- [RECORDS FOR THE EXERCISE]:
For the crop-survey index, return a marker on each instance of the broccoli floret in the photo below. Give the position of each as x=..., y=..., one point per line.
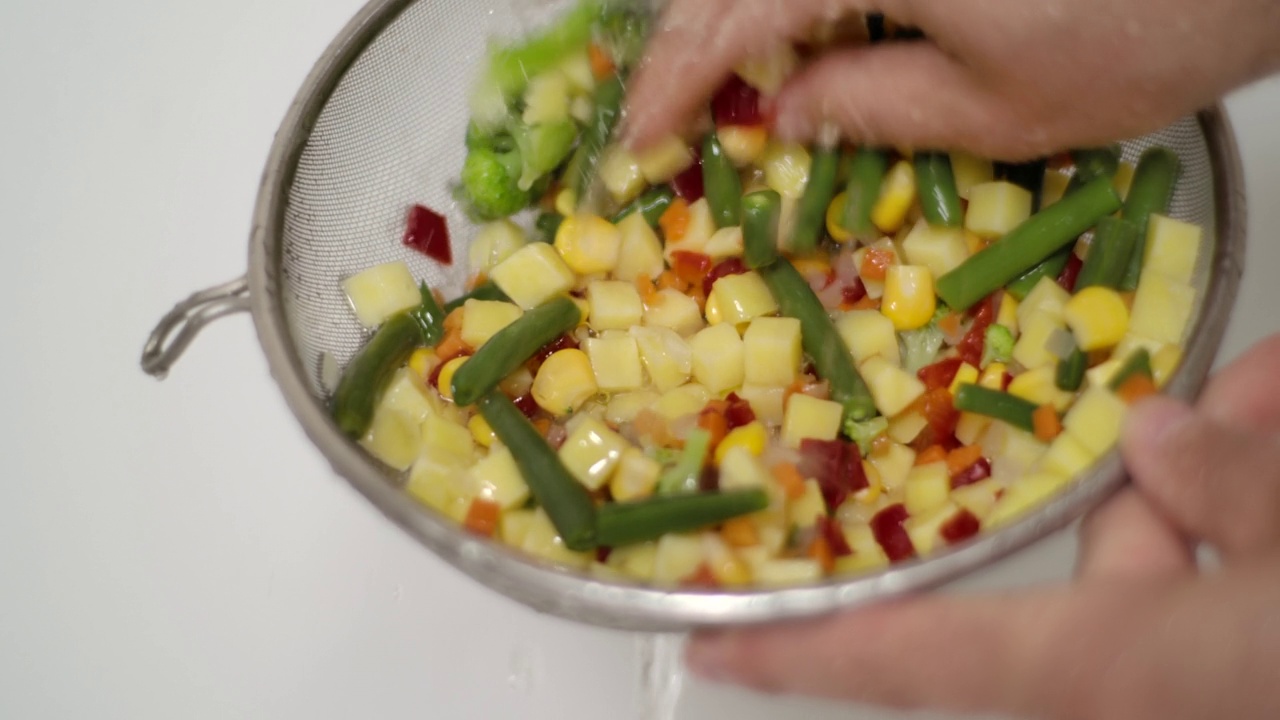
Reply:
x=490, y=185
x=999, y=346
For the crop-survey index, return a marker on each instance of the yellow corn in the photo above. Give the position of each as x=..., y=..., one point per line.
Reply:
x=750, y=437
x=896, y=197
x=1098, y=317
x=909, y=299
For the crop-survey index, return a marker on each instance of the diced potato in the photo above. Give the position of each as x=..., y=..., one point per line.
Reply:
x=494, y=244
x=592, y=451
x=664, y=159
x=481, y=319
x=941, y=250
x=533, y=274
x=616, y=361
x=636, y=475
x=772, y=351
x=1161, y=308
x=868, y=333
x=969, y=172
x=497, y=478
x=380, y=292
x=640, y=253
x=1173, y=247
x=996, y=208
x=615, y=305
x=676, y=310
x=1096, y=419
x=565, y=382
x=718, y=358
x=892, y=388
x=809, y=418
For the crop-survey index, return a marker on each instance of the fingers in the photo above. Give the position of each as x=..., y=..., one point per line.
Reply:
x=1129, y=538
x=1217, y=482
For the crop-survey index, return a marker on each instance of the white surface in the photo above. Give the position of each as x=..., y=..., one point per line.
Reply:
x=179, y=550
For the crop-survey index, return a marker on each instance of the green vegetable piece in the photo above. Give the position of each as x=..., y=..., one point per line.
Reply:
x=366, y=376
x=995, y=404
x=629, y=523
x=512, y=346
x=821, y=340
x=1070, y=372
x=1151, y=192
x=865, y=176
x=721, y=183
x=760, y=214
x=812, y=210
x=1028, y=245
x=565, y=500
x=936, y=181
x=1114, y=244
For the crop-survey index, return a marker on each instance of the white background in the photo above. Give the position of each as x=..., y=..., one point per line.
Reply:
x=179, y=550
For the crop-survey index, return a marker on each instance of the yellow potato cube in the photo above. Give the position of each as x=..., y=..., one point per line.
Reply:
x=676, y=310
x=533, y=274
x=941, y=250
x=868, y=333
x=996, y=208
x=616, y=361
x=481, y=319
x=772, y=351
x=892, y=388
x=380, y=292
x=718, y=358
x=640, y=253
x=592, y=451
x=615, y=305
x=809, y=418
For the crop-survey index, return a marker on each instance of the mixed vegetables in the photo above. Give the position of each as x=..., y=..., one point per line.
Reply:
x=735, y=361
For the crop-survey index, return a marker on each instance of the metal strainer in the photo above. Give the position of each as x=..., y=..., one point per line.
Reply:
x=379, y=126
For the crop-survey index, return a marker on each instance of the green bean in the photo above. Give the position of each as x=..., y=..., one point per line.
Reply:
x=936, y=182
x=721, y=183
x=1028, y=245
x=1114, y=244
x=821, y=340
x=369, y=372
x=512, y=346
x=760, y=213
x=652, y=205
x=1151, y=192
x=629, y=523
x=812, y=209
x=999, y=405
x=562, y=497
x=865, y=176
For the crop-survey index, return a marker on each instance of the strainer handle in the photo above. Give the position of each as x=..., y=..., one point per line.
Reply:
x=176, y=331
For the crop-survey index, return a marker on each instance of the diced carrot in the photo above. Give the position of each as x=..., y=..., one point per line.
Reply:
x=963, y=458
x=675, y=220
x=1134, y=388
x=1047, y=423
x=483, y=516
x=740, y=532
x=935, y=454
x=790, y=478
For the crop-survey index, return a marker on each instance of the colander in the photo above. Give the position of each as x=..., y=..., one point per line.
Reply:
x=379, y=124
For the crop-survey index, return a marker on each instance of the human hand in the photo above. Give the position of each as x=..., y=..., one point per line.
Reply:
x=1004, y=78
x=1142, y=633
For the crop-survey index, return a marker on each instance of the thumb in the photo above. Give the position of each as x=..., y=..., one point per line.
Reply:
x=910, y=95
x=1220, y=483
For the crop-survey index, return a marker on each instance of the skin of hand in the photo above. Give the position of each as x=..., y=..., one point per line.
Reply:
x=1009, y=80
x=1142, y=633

- [WHAT YOU HAVE TO DO]: Return all of the data above word for word, leaving out any pictures.

- [REPLY]:
For the crop-survey index, return a marker on each instance of the broccoli floret in the photo below. Give the position of each as x=..., y=..., one point per line.
Reply:
x=490, y=185
x=999, y=346
For the crop-survey index, return a marker on each instance of the yellow corn in the photo above. Give the position of each as x=..., y=..., one point per line.
Reply:
x=750, y=437
x=896, y=197
x=1098, y=317
x=909, y=299
For the crop-survey index, return a marker on each instance of the diced potato in the photo above. Give the position of each as x=..., y=..., one point per line.
Reply:
x=494, y=244
x=592, y=451
x=664, y=159
x=481, y=319
x=941, y=250
x=533, y=274
x=616, y=361
x=636, y=475
x=772, y=351
x=1161, y=308
x=868, y=333
x=969, y=172
x=497, y=478
x=380, y=292
x=640, y=253
x=1173, y=247
x=996, y=208
x=615, y=305
x=676, y=310
x=1096, y=419
x=565, y=382
x=718, y=358
x=892, y=388
x=809, y=418
For the crop-survey index, return a marker on each instance of the fingers in the photo above. Give the position of each as x=..., y=..., one point per line.
Reply:
x=1129, y=538
x=1217, y=482
For the crop-survey index, return a marker on each instance of the white surface in the photo above. Give the position of each as x=..., y=..., one point per line.
Reply:
x=179, y=550
For the crop-survey index, return a marker on each instance of the green vegetable piece in the photo above. Give the position of each as x=..., y=..., one point per line.
Reply:
x=366, y=376
x=995, y=404
x=629, y=523
x=512, y=346
x=821, y=340
x=1070, y=372
x=1151, y=192
x=865, y=176
x=721, y=183
x=760, y=214
x=812, y=210
x=1028, y=245
x=565, y=500
x=936, y=181
x=1114, y=244
For the crop-survey index, return a marker on each instance of the white background in the photo above. Give the position of each as x=..., y=..., one point per line.
Reply:
x=179, y=550
For the crop-survey index, return a marker on each instance of the yellow potato cube in the photo above. Give the position of each as x=..., y=..., one point per line.
Reply:
x=676, y=310
x=533, y=274
x=941, y=250
x=868, y=333
x=996, y=208
x=616, y=361
x=481, y=319
x=772, y=351
x=892, y=388
x=380, y=292
x=718, y=358
x=640, y=253
x=592, y=451
x=615, y=305
x=809, y=418
For the crop-survey index, return a marker on each instance of the mixed vegetables in the photo above. Give the position of each as x=..., y=..., one point per line.
Reply:
x=735, y=361
For the crop-survey index, return a marker on each instance of the metal strainer in the photo above. Give the position of each as x=..., y=..., one point per line.
Reply:
x=379, y=126
For the crop-survey index, return a marker on each instance of the green bean in the photo above. Give the position of each as x=..., y=..., one point per line.
Reply:
x=936, y=182
x=721, y=183
x=1028, y=245
x=1114, y=244
x=821, y=340
x=369, y=372
x=512, y=346
x=760, y=213
x=652, y=205
x=1151, y=192
x=629, y=523
x=812, y=209
x=999, y=405
x=562, y=497
x=865, y=176
For the crop-survey index, return a marker on each instance of the strainer handle in the photo above. Give the position of each as x=..., y=..., one point per line.
Reply:
x=176, y=331
For the crop-survey index, return a marker on each instance of the diced carrot in the photo above. Give the position of each as x=..., y=..., one point per line.
Reply:
x=963, y=458
x=675, y=220
x=1134, y=388
x=1047, y=423
x=483, y=516
x=740, y=532
x=935, y=454
x=790, y=478
For the crop-survey index, return a marker on each instance of the colander in the photo above. Give the position of each as x=..., y=..., one point per line.
Reply:
x=379, y=124
For the crop-survey index, return a marker on each instance of the human hand in the photo above. Give the position of each as x=..., y=..., one point per line.
Reply:
x=1004, y=78
x=1142, y=633
For the crop-survey index, return a marker on each instance of the thumb in the photo above. Give the position of each as x=..., y=..., one point per line.
Reply:
x=910, y=95
x=1220, y=483
For the crop-survey index, return a marker on each instance of the skin of hand in the photo above. Give the position of each as x=..., y=..., one point per line.
Reply:
x=1009, y=80
x=1142, y=633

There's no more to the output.